══ Items ══

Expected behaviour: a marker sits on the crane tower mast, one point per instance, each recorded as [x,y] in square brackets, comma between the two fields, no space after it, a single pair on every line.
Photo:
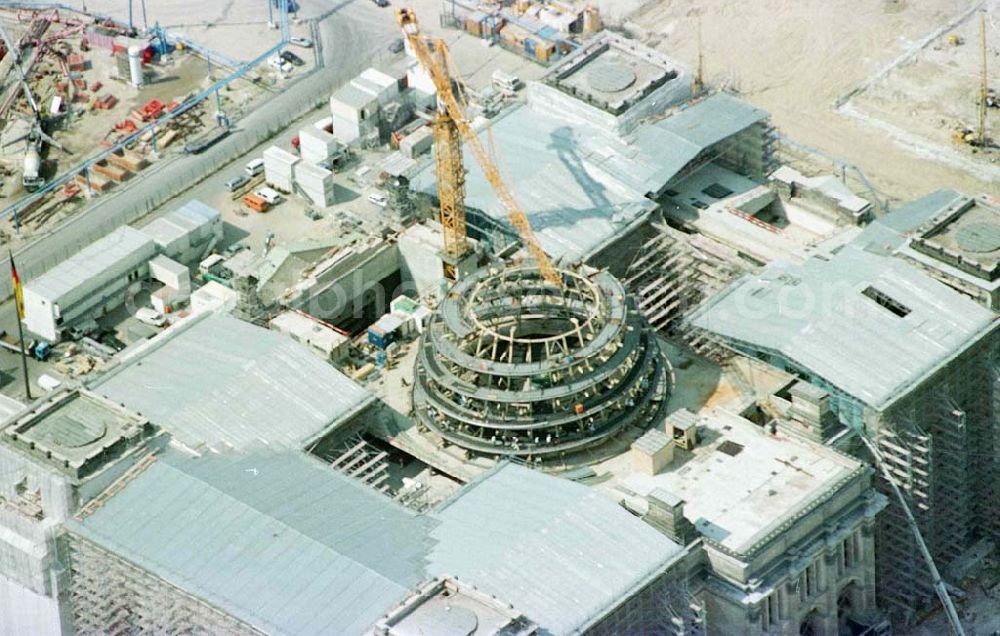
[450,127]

═══
══ Items ══

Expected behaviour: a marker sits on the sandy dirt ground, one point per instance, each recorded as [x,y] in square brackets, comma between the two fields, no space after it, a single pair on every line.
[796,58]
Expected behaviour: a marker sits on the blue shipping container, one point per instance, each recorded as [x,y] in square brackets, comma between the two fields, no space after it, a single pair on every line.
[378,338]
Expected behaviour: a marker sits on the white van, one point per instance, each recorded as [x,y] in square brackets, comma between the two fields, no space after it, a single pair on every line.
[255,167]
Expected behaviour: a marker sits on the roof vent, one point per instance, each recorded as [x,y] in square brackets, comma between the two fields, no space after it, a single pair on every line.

═══

▸ Task goal: Can you copy out, unchanged, the lines of the listing above that run from the one holding "Expected behaviour: a marker sits on the white" through the one holding "Expected behaviour: a marker sits on the roof", both ends included?

▸ Task output:
Expected behaviour: a marker sits on the white van, one point per instance, each recorded as [x,y] in square brackets, comma between the two fields, no space after it, a single pair on every line.
[255,167]
Expected behaviour: a marker sits on the roof vent, one point per instance, each recorded as [x,y] in square brackets, comma between the two fields, no space after it, a single pair on every line.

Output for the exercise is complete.